[FRAGMENTO PROPORCIONADO]

============================================================

Siempre recordaré la primera vez que leí a Vivian Gornick. Era un domingo de otoño de 2015. Coronando la pila de volúmenes que con frecuencia atesta mi mesilla de noche había un librito encuadernado en tapa dura con sobrecubierta gris y tipografía azul. “The Odd Woman and the City —sí, la ‘O’ parecía querer desmarcarse del resto de las letras, apoyándose con suavidad sobre la ‘d’—, a memoir, Vivian Gornick”; y debajo, en pequeño: “Author of Fierce Attachments”. Si el primer título me había llamado la atención (La mujer singular y la ciudad), este segundo me dejó aún más descolocada (Apegos feroces). La yuxtaposición de aquellas dos palabras me pareció osada y llena de posibilidades. Expectante, abrí el libro. Y entonces ocurrió el milagro que todos los editores esperamos cada vez que abordamos un texto inédito en nuestra lengua. Ya en las páginas iniciales, esa voz inconfundible, directa, lúcida y mordaz, pero también compasiva, íntima y penetrante. Y justo por eso, porque, como descubrí más tarde, la suya es una voz íntima y penetrante, no importa demasiado sobre qué escriba. No importa porque, en realidad, Vivian Gornick está hablando siempre de sí misma. De sí misma y, claro está, de todas las mujeres.

============================================================

[TAREA ESCRITA] En el fragmento sobre Vivian Gornick, ¿de qué color era la sobrecubierta del libro que coronaba la pila de la mesilla de noche? Usa solamente el fragmento para responder.

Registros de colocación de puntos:

============================================================

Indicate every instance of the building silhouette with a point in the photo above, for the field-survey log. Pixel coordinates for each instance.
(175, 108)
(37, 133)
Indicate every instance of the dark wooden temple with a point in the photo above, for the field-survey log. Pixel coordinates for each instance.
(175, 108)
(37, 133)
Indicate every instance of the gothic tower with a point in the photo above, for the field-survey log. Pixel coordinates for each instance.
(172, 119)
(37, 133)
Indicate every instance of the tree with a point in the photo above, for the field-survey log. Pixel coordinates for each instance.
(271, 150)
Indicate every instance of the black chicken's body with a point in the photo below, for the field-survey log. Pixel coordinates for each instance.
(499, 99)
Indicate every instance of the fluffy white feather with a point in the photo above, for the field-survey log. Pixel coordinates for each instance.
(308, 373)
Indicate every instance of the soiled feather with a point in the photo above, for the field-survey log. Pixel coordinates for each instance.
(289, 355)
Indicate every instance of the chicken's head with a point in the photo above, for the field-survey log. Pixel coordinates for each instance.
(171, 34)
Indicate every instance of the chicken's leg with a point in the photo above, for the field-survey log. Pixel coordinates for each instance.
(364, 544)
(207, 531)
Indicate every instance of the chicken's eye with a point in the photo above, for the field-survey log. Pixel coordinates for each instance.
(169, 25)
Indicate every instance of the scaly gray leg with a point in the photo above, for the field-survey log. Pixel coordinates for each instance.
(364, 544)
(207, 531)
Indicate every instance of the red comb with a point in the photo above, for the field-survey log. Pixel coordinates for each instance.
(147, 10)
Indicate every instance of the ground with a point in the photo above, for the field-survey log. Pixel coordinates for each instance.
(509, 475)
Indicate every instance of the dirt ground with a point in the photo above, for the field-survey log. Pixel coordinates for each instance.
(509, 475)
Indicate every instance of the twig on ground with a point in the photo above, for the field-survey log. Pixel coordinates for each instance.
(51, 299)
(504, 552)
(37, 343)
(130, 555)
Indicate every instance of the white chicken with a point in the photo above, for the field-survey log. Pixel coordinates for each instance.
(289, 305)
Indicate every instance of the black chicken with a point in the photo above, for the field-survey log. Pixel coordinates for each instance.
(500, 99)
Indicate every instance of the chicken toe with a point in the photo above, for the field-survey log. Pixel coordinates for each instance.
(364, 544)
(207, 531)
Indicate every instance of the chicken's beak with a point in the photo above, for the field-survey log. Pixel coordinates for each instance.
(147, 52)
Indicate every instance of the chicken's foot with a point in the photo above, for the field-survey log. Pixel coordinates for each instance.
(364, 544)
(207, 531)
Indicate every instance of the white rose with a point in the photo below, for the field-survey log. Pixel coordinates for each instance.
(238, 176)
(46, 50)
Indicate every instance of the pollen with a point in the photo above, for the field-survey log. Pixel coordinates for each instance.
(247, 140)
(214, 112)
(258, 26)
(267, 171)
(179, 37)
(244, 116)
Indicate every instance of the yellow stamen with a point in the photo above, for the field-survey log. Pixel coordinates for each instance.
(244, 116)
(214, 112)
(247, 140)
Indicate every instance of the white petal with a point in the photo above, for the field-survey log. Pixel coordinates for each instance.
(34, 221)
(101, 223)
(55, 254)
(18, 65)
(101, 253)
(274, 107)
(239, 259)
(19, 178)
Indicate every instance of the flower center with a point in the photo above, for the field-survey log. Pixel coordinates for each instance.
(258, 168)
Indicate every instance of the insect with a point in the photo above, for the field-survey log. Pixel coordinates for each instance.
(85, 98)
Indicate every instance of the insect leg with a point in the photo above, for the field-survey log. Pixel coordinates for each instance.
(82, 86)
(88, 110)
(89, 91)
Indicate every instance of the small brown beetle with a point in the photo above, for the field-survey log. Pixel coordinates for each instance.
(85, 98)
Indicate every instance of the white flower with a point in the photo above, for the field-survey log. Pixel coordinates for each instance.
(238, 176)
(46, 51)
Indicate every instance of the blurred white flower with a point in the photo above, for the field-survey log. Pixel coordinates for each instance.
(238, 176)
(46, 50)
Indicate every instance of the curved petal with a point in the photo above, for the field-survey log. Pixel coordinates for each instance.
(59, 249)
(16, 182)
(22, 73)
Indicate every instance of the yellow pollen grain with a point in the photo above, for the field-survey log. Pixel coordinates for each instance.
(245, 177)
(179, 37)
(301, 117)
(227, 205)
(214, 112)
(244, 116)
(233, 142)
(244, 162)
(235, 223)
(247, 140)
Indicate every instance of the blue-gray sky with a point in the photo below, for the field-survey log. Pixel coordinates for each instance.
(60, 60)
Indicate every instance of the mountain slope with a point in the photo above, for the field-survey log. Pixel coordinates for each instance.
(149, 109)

============================================================

[RESPUESTA COMPLETA] Era gris.